— Goal of the exercise —
Set down each line of the material below word for word, with nothing changed, added, or left out.

^^^^

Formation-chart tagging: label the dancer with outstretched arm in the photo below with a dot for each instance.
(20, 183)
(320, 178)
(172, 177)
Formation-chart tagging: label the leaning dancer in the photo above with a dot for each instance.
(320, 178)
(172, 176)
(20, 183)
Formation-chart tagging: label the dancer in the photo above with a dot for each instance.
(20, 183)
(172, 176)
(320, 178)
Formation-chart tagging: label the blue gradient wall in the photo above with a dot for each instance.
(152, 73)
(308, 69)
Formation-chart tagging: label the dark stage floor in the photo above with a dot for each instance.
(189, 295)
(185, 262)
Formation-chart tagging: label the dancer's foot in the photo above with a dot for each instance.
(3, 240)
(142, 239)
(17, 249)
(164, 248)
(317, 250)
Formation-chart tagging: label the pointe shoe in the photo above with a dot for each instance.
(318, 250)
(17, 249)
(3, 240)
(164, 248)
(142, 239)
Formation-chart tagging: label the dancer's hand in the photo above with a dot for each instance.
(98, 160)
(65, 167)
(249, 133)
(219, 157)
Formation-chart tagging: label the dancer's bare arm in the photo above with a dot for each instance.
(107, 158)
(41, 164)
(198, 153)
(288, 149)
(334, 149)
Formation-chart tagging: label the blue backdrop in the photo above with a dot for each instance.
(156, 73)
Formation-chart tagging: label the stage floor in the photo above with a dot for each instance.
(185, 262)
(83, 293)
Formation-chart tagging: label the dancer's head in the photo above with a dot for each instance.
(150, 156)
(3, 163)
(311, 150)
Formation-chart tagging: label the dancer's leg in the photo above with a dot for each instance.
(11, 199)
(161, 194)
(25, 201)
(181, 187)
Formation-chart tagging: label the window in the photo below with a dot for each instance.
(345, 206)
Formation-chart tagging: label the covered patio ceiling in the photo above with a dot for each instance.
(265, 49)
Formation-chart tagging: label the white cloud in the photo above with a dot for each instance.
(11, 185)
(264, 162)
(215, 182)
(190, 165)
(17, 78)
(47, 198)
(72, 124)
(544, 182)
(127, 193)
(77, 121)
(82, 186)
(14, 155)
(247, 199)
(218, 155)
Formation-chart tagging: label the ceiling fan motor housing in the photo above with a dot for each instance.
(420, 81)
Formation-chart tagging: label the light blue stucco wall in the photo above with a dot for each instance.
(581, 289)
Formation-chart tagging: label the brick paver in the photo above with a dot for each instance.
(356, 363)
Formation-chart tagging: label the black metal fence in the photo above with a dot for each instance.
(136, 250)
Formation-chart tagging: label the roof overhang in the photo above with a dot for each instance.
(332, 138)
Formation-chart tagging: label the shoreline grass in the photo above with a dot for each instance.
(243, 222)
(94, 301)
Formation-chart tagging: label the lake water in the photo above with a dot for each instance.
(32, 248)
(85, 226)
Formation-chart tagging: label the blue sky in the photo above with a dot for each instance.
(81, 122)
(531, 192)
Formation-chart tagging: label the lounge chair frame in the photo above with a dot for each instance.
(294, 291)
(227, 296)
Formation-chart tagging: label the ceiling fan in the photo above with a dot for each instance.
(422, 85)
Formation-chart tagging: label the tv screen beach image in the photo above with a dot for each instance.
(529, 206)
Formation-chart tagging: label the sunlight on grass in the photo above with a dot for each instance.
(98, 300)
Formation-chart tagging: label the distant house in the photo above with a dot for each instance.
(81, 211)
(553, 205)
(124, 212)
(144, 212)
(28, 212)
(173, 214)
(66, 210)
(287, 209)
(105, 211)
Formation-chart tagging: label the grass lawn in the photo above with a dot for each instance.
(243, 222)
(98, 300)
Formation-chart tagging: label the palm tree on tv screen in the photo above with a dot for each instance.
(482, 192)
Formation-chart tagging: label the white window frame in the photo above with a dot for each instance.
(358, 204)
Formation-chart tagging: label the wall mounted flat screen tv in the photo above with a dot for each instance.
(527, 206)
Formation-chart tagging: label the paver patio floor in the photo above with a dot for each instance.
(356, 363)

^^^^

— Worked solution —
Formation-chart tagging: label the dancer with outstretched arm in the photo below with a dot for each instance.
(20, 183)
(320, 178)
(172, 177)
Formation-chart tagging: label the leaning dancer in the photo above with a dot for each instance.
(320, 178)
(172, 176)
(20, 183)
Formation-chart tagging: label the dancer in the photo above with a dot for each instance.
(20, 183)
(172, 176)
(320, 178)
Formation-chart tagging: label the blue gradient wall in the photo above with a dot for each instance.
(152, 73)
(308, 69)
Formation-chart tagging: label the dark stage floor in the photo above with a dot for each instance.
(189, 295)
(185, 262)
Formation-chart tagging: label the dancer's foot in the photo above with a dot for each instance.
(3, 240)
(142, 239)
(17, 249)
(164, 248)
(317, 250)
Formation-chart tagging: label the pointe shoe in the photo above with a dot for each instance.
(318, 250)
(17, 249)
(3, 240)
(164, 248)
(142, 239)
Formation-chart tagging: label the dancer's hand in the photo above with a dot for each instance.
(98, 160)
(65, 167)
(249, 133)
(219, 157)
Formation-chart tagging: label the dancer's bare arm in the photo above with a dot for each instance.
(107, 158)
(41, 164)
(198, 153)
(288, 149)
(334, 149)
Formation-chart tagging: label the blue backdrop in the photo above with a dot for each instance.
(156, 73)
Formation-chart tagging: label the stage floor in the photo above with a dot for each instance.
(185, 262)
(83, 293)
Formation-chart tagging: label the dancer's head in the photo above with a dot for each instance.
(150, 156)
(3, 163)
(311, 150)
Formation-chart tagging: label the dancer's leg in the photo above with a dot for each instance.
(11, 199)
(161, 194)
(25, 201)
(181, 187)
Formation-chart tagging: label the window in the photo below with a dot for each instance.
(345, 206)
Formation-chart tagging: label the covered patio ceiling in the photo above with a dot for each instance.
(265, 49)
Formation-chart tagging: label the white cloud in the photo above with a dot for each instance.
(11, 185)
(264, 162)
(215, 182)
(190, 165)
(17, 78)
(47, 198)
(72, 124)
(544, 182)
(127, 193)
(77, 121)
(82, 186)
(14, 155)
(247, 199)
(218, 155)
Formation-chart tagging: label the ceiling fan motor housing in the photo above with a dot for each instance.
(420, 81)
Formation-chart tagging: label the light blue stucco wall in the photo above with a dot for each instance.
(581, 289)
Formation-chart tagging: label the brick paver in the photo above with a dot for each instance.
(356, 363)
Formation-chart tagging: label the black metal fence in the photo above with a dot for each instance.
(136, 250)
Formation-chart tagging: label the roof overhang in the photo above with a dot for each instance.
(332, 138)
Formation-chart tagging: label the shoreline grass in the photo above with a dot for each instance.
(243, 222)
(94, 301)
Formation-chart tagging: label the lake water in the photo above with a dot for each instance.
(32, 248)
(85, 226)
Formation-chart tagging: label the blue sky in the photo above with a dot for each instance.
(81, 122)
(531, 192)
Formation-chart tagging: label the lounge chair frame in the photo above with a dot for each instance.
(294, 291)
(227, 296)
Formation-chart tagging: label the ceiling fan in the photo above with a dot for each instance.
(422, 85)
Formation-chart tagging: label the tv screen beach image in the photo above with a dot for each instance.
(529, 206)
Formation-chart tagging: label the sunlight on grass in the photo above with a dot for each instance.
(98, 300)
Formation-chart tagging: label the distant house in the photo above with a dot for each instance.
(81, 211)
(553, 205)
(124, 212)
(144, 212)
(28, 212)
(173, 214)
(66, 210)
(287, 209)
(105, 211)
Formation-chart tagging: label the grass lawn in the photo above with a dot for each instance.
(243, 222)
(98, 300)
Formation-chart tagging: label the palm tree on tv screen in the photo above with a dot for each instance.
(482, 192)
Formation-chart tagging: label the white window frame in the photo above with a dot for each instance.
(358, 204)
Formation-chart tagging: label the wall mounted flat screen tv in the photo above with a dot for each instance.
(527, 206)
Formation-chart tagging: label the paver patio floor in the photo above with a dot for each instance.
(356, 363)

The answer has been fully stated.